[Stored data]
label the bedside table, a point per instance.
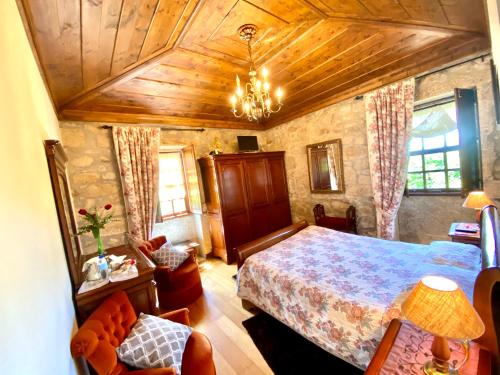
(464, 237)
(405, 348)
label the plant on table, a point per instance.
(96, 220)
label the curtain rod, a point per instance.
(165, 129)
(482, 56)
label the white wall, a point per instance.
(494, 25)
(36, 311)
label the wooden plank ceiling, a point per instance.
(175, 61)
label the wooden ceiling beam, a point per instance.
(467, 48)
(133, 69)
(92, 116)
(449, 30)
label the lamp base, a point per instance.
(431, 368)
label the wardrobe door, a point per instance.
(279, 212)
(259, 196)
(231, 175)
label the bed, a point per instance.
(340, 290)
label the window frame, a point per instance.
(444, 150)
(186, 197)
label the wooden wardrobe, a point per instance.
(246, 197)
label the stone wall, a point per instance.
(428, 218)
(94, 178)
(345, 120)
(421, 218)
(94, 175)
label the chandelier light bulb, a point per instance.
(279, 93)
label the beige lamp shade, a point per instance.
(440, 307)
(477, 200)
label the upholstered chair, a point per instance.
(107, 327)
(343, 224)
(176, 288)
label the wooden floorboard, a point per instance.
(218, 314)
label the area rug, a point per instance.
(286, 352)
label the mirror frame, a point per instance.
(341, 183)
(57, 159)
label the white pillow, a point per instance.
(169, 256)
(154, 342)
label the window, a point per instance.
(434, 164)
(444, 146)
(173, 193)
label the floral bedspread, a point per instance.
(340, 290)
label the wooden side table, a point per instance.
(464, 237)
(140, 290)
(405, 348)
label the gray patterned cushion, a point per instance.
(169, 256)
(154, 342)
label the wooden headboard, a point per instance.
(487, 285)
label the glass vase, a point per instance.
(100, 245)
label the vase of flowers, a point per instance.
(96, 220)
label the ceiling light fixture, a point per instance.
(254, 100)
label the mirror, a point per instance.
(326, 171)
(56, 158)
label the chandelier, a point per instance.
(253, 99)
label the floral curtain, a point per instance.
(137, 151)
(389, 114)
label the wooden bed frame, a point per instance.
(486, 286)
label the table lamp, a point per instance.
(477, 200)
(438, 306)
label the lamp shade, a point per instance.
(439, 306)
(477, 200)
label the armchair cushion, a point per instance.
(169, 256)
(155, 342)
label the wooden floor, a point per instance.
(218, 314)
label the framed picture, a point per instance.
(496, 90)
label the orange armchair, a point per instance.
(176, 288)
(107, 327)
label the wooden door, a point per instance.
(233, 196)
(279, 212)
(258, 195)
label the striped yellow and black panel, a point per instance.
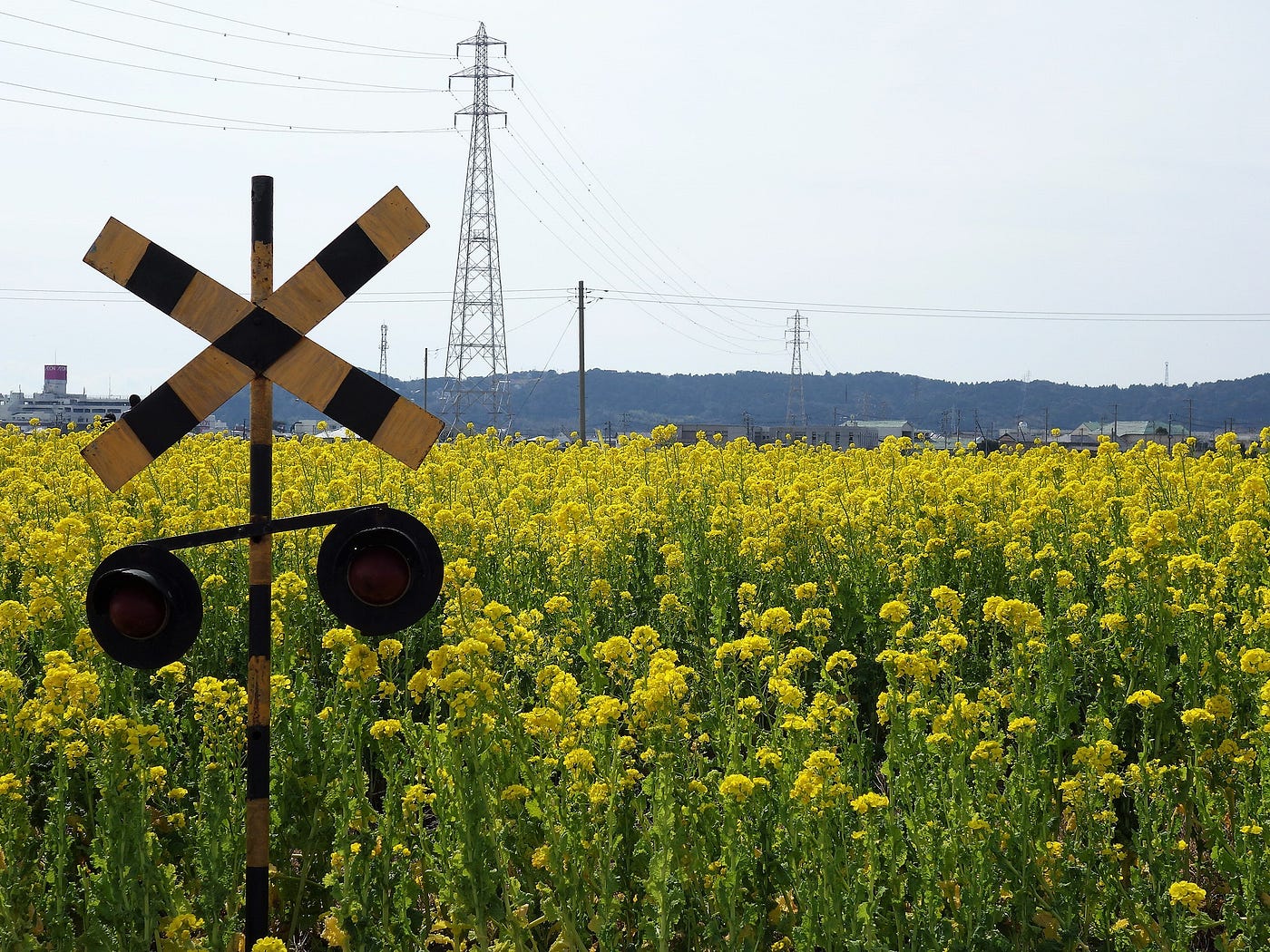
(346, 264)
(248, 340)
(356, 400)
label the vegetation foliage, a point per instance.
(675, 697)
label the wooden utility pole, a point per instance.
(581, 364)
(260, 587)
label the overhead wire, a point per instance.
(613, 260)
(221, 122)
(635, 244)
(390, 91)
(370, 47)
(197, 59)
(673, 262)
(682, 333)
(262, 40)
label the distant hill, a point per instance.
(622, 402)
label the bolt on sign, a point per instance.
(378, 568)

Task requirements: Set down each of the records precisely, leaving any pictures behind.

Answer below:
label the bedside table, a point per instance.
(464, 237)
(405, 348)
label the plant on table, a point per instance.
(96, 220)
label the curtain rod, a point per instance.
(165, 129)
(482, 56)
label the white wall, a point per instance.
(494, 25)
(36, 311)
label the wooden plank ceiling, a point per instance.
(175, 61)
label the wooden ceiling beam, a point per instance.
(467, 48)
(133, 69)
(92, 116)
(449, 30)
label the lamp base, a point per instance.
(431, 368)
label the wardrobe door, a point per instance.
(279, 212)
(259, 196)
(231, 175)
label the bed, a point per instance.
(340, 290)
label the window frame, a point per instance.
(444, 150)
(186, 197)
label the wooden wardrobe, a point per instance.
(246, 197)
label the stone wall, a point per instance.
(428, 218)
(94, 178)
(345, 120)
(421, 218)
(94, 175)
label the chandelier light bulb, a point per instance.
(279, 93)
label the beige lamp shade, a point per instance.
(440, 307)
(477, 200)
label the upholstered chair, a point per instance.
(107, 327)
(343, 224)
(176, 288)
label the wooden floorboard, a point per instance.
(218, 314)
label the area rug, a point per instance.
(286, 352)
label the mirror frame, a point per instance.
(341, 183)
(57, 159)
label the white pillow, a point per instance.
(169, 256)
(154, 342)
label the window, a point per instance.
(434, 164)
(444, 146)
(173, 193)
label the floral bedspread, a point per instance.
(340, 290)
label the wooden side table, a point per instance.
(464, 237)
(140, 290)
(405, 348)
label the gray patterned cushion, a point per instance.
(169, 256)
(154, 342)
label the wooden headboard, a point per instance.
(487, 285)
label the glass vase, a point per instance.
(100, 245)
label the vase of flowers, a point per instance.
(96, 220)
label the ceiling light fixture, a point per instance.
(254, 100)
label the mirror, a point per instance.
(326, 171)
(56, 158)
label the chandelier, a point per instance.
(253, 99)
label the floral curtain, a point per instance.
(137, 151)
(389, 114)
label the wooden bed frame, a point per instance.
(486, 286)
label the table lamp, a point per instance.
(477, 200)
(438, 306)
label the lamp shade, a point per instance.
(439, 306)
(477, 200)
label the armchair cushion, a point per instance.
(169, 256)
(155, 342)
label the wooden floor, a point per instance.
(218, 314)
label the framed picture, a point per instance.
(496, 90)
label the orange armchair, a point per instance.
(176, 288)
(107, 327)
label the wooden door, a point per instance.
(233, 196)
(279, 212)
(258, 195)
label the striped yellow and black panel, a point per instance.
(346, 264)
(248, 340)
(356, 400)
label the vegetation foliage, a point per instance.
(675, 697)
label the wooden utility pole, a point per instance.
(581, 364)
(260, 587)
label the overhead wire, a point per instance.
(613, 260)
(221, 122)
(635, 244)
(390, 91)
(370, 47)
(197, 59)
(673, 262)
(682, 333)
(262, 40)
label the distant hill, a point per instance.
(622, 402)
label the bolt on sign, a point per instance.
(378, 568)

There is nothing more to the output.